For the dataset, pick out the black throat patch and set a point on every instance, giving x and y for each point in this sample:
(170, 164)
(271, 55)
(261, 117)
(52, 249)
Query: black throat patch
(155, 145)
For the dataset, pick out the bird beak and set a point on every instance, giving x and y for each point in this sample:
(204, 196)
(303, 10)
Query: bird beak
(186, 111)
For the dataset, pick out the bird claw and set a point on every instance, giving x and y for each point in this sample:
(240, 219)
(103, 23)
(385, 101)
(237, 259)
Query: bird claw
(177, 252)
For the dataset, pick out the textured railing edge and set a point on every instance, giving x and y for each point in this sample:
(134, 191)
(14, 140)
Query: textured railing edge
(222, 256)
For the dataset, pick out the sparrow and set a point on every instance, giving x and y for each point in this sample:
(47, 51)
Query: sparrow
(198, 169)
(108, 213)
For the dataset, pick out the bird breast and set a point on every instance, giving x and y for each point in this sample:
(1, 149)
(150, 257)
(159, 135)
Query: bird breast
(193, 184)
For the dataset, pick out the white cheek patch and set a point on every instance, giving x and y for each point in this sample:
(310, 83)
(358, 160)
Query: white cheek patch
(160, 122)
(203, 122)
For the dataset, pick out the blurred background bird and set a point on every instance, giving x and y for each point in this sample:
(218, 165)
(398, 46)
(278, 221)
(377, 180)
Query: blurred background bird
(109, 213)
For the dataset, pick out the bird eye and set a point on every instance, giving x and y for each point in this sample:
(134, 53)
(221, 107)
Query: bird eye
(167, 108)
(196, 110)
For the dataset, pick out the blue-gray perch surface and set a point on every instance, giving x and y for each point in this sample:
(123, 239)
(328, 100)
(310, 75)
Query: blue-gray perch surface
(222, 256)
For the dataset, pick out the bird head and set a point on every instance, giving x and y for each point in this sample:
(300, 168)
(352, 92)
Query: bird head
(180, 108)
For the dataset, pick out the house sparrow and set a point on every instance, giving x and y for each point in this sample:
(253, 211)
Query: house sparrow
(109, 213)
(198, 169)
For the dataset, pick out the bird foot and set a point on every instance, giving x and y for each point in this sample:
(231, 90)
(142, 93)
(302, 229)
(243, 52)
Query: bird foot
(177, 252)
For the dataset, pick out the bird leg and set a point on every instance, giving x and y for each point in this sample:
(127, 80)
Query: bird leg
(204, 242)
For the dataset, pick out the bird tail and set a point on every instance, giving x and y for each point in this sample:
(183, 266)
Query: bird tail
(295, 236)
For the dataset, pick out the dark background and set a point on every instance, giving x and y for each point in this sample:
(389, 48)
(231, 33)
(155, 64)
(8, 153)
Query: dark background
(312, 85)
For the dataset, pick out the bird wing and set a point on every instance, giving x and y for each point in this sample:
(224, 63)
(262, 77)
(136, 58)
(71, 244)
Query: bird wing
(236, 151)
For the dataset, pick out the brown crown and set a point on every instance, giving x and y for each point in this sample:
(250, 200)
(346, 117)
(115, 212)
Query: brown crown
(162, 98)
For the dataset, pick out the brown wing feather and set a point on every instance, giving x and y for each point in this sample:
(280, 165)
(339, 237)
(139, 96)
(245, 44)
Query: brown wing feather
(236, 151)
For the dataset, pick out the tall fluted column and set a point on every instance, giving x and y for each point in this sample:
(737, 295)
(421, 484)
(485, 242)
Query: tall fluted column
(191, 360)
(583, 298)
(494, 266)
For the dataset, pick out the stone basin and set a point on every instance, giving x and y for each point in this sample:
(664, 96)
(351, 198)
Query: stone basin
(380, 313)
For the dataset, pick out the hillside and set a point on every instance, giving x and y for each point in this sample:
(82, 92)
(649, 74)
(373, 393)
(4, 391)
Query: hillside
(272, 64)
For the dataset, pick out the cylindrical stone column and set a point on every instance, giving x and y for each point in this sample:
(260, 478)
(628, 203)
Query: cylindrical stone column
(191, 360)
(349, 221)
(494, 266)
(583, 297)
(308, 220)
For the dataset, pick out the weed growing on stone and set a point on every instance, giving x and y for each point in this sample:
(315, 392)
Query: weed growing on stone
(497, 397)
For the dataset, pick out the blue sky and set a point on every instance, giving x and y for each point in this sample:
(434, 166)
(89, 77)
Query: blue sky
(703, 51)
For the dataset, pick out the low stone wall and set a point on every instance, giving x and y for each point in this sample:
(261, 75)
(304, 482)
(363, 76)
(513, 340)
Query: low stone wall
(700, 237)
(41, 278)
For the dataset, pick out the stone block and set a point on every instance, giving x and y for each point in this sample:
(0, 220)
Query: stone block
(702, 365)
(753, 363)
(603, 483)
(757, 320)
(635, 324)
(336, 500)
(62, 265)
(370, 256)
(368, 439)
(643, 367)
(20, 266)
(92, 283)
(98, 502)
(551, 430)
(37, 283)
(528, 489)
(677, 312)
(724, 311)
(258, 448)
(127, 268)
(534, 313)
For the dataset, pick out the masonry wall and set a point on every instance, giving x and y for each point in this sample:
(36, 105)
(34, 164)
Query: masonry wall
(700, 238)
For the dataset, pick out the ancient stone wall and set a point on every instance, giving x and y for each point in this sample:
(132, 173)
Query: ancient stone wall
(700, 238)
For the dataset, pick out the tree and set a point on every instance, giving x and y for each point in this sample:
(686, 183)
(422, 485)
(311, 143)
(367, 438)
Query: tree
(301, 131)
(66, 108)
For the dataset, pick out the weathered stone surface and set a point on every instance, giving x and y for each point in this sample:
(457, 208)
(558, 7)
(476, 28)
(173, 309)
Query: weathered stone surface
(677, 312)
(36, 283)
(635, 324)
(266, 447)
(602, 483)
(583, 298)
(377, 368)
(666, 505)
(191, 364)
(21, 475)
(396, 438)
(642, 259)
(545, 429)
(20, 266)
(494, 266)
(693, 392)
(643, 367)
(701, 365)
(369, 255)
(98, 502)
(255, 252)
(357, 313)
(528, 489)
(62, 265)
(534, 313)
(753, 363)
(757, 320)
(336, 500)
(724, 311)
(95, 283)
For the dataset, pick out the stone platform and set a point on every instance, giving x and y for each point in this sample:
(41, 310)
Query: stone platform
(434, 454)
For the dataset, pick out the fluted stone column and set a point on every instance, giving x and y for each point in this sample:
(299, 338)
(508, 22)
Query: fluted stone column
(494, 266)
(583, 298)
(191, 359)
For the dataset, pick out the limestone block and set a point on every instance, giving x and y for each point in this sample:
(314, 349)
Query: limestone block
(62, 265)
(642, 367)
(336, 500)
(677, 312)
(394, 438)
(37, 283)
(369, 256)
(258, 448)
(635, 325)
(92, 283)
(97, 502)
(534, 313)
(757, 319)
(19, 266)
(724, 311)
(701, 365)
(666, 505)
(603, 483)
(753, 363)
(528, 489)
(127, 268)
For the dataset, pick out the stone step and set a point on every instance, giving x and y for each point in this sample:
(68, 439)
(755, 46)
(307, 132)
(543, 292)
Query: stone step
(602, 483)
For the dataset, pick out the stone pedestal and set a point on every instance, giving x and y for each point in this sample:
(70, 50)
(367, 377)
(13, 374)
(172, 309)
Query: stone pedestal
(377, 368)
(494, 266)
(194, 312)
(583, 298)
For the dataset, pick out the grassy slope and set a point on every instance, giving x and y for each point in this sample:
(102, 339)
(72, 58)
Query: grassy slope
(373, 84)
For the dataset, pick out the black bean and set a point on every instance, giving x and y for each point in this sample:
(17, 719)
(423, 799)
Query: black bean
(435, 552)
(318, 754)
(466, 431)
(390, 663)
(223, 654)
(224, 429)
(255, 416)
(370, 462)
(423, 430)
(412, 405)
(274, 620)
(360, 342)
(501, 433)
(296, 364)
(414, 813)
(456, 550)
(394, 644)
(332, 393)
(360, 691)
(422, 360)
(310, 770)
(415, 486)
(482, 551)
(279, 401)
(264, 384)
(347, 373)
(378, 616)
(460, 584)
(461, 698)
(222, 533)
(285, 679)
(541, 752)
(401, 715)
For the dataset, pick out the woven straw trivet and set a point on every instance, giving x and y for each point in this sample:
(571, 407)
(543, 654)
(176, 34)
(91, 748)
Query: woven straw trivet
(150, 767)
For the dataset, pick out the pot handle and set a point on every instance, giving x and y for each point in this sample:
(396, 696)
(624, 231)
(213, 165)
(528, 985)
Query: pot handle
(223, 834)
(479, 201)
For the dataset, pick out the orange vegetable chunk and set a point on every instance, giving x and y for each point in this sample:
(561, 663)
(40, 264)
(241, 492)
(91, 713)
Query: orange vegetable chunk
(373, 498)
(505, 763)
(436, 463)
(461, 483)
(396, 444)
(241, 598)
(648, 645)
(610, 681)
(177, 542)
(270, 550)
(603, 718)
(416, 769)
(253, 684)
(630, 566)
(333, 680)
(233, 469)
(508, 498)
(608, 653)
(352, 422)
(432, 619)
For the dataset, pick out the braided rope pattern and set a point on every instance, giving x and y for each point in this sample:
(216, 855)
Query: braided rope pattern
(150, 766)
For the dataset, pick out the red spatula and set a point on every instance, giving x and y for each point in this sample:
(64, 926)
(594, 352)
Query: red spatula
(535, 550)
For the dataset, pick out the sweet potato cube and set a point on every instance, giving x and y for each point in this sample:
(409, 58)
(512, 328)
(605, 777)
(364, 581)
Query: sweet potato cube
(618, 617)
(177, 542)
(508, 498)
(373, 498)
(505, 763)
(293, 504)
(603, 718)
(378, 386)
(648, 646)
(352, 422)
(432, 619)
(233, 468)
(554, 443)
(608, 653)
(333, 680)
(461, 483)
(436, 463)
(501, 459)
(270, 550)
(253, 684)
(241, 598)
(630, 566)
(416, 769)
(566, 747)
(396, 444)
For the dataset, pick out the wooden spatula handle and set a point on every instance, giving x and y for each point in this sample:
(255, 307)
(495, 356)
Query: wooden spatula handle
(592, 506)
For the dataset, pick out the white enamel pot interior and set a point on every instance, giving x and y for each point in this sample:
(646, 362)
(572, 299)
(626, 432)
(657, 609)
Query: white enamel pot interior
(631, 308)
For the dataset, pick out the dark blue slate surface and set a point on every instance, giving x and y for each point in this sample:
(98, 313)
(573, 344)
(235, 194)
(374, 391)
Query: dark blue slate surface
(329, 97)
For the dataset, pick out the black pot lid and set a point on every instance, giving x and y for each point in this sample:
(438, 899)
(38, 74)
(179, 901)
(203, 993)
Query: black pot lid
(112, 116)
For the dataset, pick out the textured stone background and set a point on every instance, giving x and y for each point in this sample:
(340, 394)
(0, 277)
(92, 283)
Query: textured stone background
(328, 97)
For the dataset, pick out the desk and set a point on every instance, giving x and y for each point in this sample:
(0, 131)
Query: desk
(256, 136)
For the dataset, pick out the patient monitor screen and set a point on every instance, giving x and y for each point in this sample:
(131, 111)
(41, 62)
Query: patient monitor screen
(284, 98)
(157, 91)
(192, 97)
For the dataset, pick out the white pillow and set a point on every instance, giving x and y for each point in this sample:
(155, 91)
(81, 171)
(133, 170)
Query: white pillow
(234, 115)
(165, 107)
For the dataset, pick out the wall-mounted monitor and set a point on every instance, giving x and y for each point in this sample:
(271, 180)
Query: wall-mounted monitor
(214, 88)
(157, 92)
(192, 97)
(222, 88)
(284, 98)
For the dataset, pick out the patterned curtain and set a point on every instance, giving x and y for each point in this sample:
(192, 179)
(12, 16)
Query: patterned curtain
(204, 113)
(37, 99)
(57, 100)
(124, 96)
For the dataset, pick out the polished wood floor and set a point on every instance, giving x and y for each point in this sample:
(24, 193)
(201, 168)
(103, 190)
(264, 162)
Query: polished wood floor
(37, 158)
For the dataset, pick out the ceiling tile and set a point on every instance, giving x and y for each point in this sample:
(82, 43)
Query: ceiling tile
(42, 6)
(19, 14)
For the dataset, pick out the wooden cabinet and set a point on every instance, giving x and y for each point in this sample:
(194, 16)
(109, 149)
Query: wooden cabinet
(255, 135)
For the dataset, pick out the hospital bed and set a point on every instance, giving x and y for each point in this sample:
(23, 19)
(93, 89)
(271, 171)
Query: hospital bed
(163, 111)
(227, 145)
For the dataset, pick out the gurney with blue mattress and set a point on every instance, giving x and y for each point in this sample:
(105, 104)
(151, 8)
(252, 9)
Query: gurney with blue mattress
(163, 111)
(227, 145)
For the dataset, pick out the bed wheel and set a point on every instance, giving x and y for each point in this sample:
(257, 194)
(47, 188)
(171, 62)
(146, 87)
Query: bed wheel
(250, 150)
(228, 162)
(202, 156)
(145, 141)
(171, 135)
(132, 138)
———
> **PROBLEM**
Copy out every line from the one containing "For the dataset, pick out the bed" through the end of the entries, keeping the requests unchanged, but shift each answer coordinate by adding 56 to both its x and y values.

> **EXERCISE ANSWER**
For the dataset, pick out the bed wheel and set a point on every instance, giving x and y for each point in this sample:
(257, 194)
(47, 188)
(171, 62)
(146, 87)
Query: bed wheel
(306, 206)
(284, 218)
(258, 212)
(201, 197)
(227, 191)
(188, 194)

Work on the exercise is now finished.